[Dataset rows]
+---+
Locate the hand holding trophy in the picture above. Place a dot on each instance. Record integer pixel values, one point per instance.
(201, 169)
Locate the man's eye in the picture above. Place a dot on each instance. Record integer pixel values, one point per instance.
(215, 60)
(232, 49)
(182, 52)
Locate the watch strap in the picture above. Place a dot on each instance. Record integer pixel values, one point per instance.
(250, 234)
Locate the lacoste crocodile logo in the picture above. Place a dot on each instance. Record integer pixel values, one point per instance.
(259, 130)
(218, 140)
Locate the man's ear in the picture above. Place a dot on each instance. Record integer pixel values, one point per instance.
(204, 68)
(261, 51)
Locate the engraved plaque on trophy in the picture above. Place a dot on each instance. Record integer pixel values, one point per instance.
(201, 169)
+---+
_Exercise aim_
Rewrite all of the records above, replacing every occurrence of "Place a dot" with "Put a point" and leaving everything else the same.

_Final result_
Locate the hand holding trophy in the picture above. Put a point on each instance. Record integer pixel values, one point per instance.
(201, 169)
Locate the man's eye in the picture above. Put a point on each instance. Record integer pixel values, one point per instance.
(215, 60)
(232, 49)
(182, 52)
Locate the watch strap in the picture above. Put a point on each instance. Record integer pixel values, one point per instance.
(250, 234)
Locate the lacoste crocodile logo in the picture above. Put a point on each instance. Record integer pixel values, one point per instance.
(259, 130)
(218, 140)
Locate the man's ear in the picture above. Put a point on each instance. Record integer pixel values, one point per instance.
(204, 68)
(261, 51)
Locate the engraved plaque on trophy in the picture above. Put a point on each instance. Record integer pixel values, one point per instance.
(201, 169)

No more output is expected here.